┏━━

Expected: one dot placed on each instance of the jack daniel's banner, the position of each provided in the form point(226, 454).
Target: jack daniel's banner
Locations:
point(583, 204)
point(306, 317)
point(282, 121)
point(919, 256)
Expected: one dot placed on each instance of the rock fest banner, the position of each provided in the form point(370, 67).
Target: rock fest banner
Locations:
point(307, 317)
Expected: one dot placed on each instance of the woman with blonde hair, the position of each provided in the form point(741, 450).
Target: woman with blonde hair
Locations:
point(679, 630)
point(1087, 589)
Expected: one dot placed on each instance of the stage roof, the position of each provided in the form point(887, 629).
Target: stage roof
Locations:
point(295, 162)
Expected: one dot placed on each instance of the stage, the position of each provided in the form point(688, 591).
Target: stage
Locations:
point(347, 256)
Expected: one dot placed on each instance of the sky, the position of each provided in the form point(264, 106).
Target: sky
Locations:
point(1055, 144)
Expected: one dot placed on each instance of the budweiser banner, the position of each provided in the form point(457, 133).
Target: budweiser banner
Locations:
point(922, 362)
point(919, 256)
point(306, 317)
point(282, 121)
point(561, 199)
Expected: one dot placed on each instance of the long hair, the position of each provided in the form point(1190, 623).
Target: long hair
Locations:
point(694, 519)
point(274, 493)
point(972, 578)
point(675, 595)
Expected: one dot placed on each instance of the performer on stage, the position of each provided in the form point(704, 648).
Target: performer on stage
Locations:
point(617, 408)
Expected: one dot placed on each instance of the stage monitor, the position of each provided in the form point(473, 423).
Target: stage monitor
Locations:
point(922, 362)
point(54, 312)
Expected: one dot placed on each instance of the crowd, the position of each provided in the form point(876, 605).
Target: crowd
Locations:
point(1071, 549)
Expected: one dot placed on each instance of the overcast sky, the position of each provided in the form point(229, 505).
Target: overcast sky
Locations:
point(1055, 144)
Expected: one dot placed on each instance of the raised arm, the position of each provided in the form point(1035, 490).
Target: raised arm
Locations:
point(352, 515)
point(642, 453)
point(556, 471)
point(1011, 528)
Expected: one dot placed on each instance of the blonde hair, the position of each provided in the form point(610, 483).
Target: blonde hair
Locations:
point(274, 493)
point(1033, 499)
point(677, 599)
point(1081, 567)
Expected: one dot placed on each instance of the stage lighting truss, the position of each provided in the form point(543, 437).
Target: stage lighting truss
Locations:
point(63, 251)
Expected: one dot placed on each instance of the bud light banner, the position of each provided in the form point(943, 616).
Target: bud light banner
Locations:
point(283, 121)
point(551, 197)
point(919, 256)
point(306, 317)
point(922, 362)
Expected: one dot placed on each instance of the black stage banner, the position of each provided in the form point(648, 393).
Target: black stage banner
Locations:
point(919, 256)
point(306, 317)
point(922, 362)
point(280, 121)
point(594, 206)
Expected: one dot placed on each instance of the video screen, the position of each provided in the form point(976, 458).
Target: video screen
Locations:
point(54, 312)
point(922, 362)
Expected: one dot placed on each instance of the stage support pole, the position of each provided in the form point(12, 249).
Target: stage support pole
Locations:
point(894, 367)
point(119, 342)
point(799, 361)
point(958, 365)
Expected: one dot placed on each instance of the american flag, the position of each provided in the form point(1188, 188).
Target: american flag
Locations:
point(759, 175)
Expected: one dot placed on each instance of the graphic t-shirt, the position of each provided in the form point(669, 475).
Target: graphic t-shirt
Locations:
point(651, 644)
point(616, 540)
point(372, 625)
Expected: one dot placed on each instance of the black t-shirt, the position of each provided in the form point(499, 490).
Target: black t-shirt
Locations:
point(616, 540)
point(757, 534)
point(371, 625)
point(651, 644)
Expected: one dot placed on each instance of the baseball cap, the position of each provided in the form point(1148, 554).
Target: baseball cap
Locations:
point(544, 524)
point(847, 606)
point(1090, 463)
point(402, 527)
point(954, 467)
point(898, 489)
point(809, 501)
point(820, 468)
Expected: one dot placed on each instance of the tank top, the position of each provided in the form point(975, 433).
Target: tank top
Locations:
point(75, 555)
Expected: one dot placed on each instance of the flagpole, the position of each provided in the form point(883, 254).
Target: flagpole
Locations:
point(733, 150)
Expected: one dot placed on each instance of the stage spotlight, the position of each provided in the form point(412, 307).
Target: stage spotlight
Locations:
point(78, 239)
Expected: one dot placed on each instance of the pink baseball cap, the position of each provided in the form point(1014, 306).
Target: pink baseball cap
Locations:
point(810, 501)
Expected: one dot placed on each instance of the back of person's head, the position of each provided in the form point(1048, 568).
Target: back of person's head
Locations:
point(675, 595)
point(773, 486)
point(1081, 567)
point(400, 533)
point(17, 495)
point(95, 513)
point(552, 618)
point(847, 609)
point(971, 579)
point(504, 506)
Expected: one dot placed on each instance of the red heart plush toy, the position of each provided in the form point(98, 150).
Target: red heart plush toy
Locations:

┗━━

__What this task involves__: Please update the rows above by changing every "one dot" to "one marker" and leaving everything else unchanged.

__Written reply__:
Expected: one marker placed on each instance of the jack daniel's banner, the position of each provided in the form point(226, 454).
Target: jack daniel's banner
Locations:
point(583, 204)
point(306, 317)
point(282, 121)
point(919, 256)
Expected: one marker placed on each instance of the rock fest banner, the position of each provided in the form point(370, 67).
Target: rock fest banner
Locations:
point(307, 317)
Expected: one marker placed on each instance of the woman with blonde hair, the position of each provided in the form point(741, 450).
Target: woman with blonde hair
Locations:
point(679, 630)
point(1087, 589)
Expected: one marker placed on each instance of the stage roof, the position of each provided in the form point(887, 629).
Target: stage roof
Locations:
point(295, 162)
Expected: one marker placed on each instance of the stage, the position of each provided in the form point(688, 591).
Target: stage
Locations:
point(347, 256)
Expected: one marker placed on each instance of the sky, the position of each provided in the form point(264, 106).
Target: sky
Locations:
point(1055, 144)
Expected: one marker placed on each instance of the budweiser banner, the position of each provided in the form point(457, 133).
Target: budweiser banner
Locations:
point(922, 362)
point(919, 256)
point(306, 317)
point(282, 121)
point(561, 199)
Expected: one marker placed on each instance of the long hair, the position of each provided in the form point(1190, 623).
Target: long hair
Locations:
point(694, 519)
point(274, 493)
point(972, 578)
point(675, 595)
Expected: one marker placed on each instance of the performer on stage, the position of each provided in the form point(704, 648).
Target: performer on stage
Locations:
point(617, 408)
Expected: one marker placed on each instance of the stage monitor, the position of each provided in the form point(473, 423).
Target: stage monitor
Locations:
point(922, 362)
point(54, 312)
Expected: one marker placed on each instance of the crowd, the position of each provided in the form point(876, 605).
Target: crowd
Locations:
point(1071, 549)
Expected: one marker placed on each instance of the overcast sky, the position of each provided in the form point(229, 505).
Target: overcast sky
Locations:
point(1055, 144)
Expected: one marker placed on each instance of the raised arm, the position of each provided in the form point(1035, 490).
Target: raised arm
Locations:
point(352, 515)
point(642, 453)
point(556, 471)
point(1011, 528)
Expected: one marker placed on each instance of the blonde hair, the position of each provided in the form point(610, 483).
Target: blonde hair
Locations:
point(274, 493)
point(1033, 499)
point(677, 599)
point(1081, 567)
Expected: one marker placed on each instance of the stage lighting truss, the position of each provided in the form point(543, 437).
Target: stage lighting truss
Locations:
point(63, 251)
Expected: one marker placed on each instance of the bud light banner, the position of each provided in the form point(943, 616).
Target: bud light banner
Locations:
point(283, 121)
point(551, 197)
point(919, 256)
point(306, 317)
point(922, 362)
Expected: one marker placed on each instance of the black stage banner, the position of each provided in the form point(648, 393).
Target: black stage banner
Locations:
point(919, 256)
point(306, 317)
point(922, 362)
point(280, 121)
point(594, 206)
Expected: one marker placed on each instance of the video screen, the position of each provided in the form point(976, 458).
Target: video screen
Locations:
point(54, 312)
point(922, 362)
Expected: one marker placed on each instance of the stage support pole, the position of each provided in the form point(12, 249).
Target: stage support pole
Locations:
point(894, 367)
point(119, 342)
point(799, 361)
point(958, 365)
Expected: one marker placed on each instance of the american flag, the position of each provided in the form point(1188, 188).
Target: american flag
Locations:
point(759, 175)
Expected: one marker placed on each instance of the graphic t-shirt, the position of each provided in the form point(669, 475).
Target: graphic t-shirt
Locations:
point(651, 644)
point(616, 540)
point(372, 625)
Expected: one marker placed on each instance of the black t-shirt, the position of each provided in the form point(499, 490).
Target: black t-shirt
Locations:
point(616, 540)
point(757, 534)
point(371, 625)
point(651, 644)
Expected: one marker placed on each instance of the baseball cap, the position of each provided in the form point(1148, 554).
Target: baseball cap
Locations:
point(544, 524)
point(847, 606)
point(1090, 463)
point(402, 527)
point(954, 467)
point(898, 489)
point(809, 501)
point(820, 468)
Expected: one marker placed on each instance of the tank top, the position of each provided in the form point(975, 433).
Target: tank top
Locations:
point(75, 555)
Expected: one marker placed on each instance of the flagpole, the position of each provided in the form point(883, 254).
Target: flagpole
Locations:
point(733, 150)
Expected: one marker placed on each instance of the stage spotlight, the position of each provided in the form point(412, 307).
Target: stage spotlight
Locations:
point(78, 239)
Expected: one marker placed on each instance of the pink baseball cap, the position of each provided in the form point(1014, 306).
Target: pink baseball cap
Locations:
point(810, 501)
Expected: one marker placed on each instance of the back of person's head, the position of each provided in the form point(1048, 568).
Target: back of person's head
Locations:
point(675, 595)
point(773, 486)
point(1081, 567)
point(400, 533)
point(17, 495)
point(95, 513)
point(552, 618)
point(847, 609)
point(971, 579)
point(504, 506)
Expected: one marker placed on each instance of the red heart plush toy, the position of each provided in the form point(98, 150).
Target: red heart plush toy
Locations:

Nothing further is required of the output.